### TASK OBJECTIVE
The range to reproduce runs from the line containing "In the picture above, where can the conifer" through the last line of the listing below; give exactly those lines and no others.

### DATA FOR THE TASK

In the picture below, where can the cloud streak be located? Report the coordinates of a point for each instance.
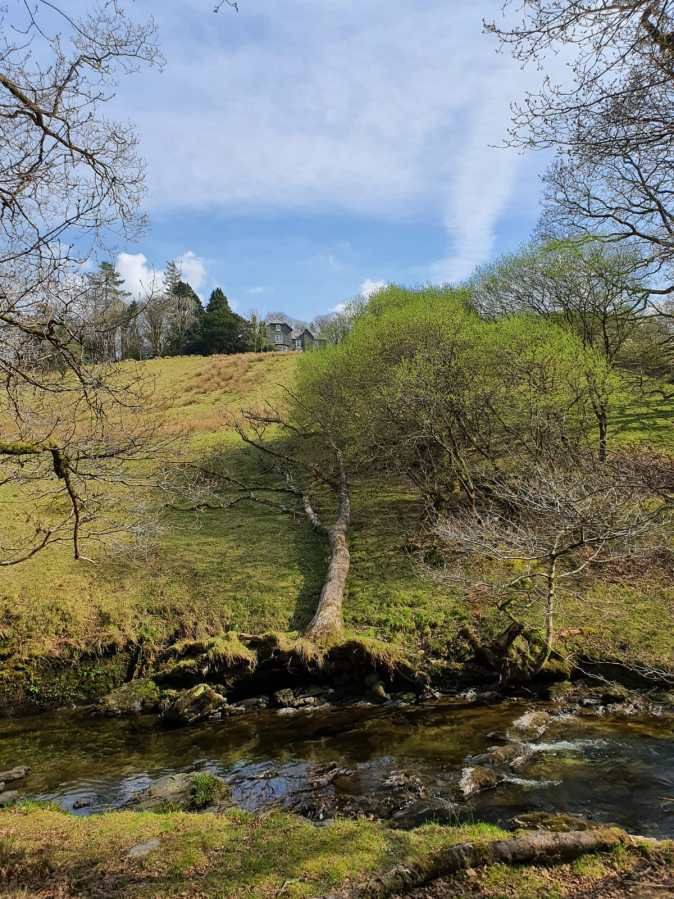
(334, 108)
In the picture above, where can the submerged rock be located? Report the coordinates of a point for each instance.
(532, 724)
(181, 792)
(554, 821)
(512, 755)
(17, 773)
(143, 849)
(476, 779)
(197, 704)
(137, 696)
(425, 811)
(254, 703)
(307, 697)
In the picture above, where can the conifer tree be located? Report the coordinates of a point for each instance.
(222, 331)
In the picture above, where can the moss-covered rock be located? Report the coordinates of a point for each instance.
(192, 791)
(137, 696)
(197, 704)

### SOLUTION TO THIS PROBLEM
In the picture above, where can the conifer tree be located? Report the coordinates of a point for each instance.
(222, 331)
In the picture above, where can the moss-covered rock be located? Report the coordinates of a point for each instance.
(192, 791)
(137, 696)
(197, 704)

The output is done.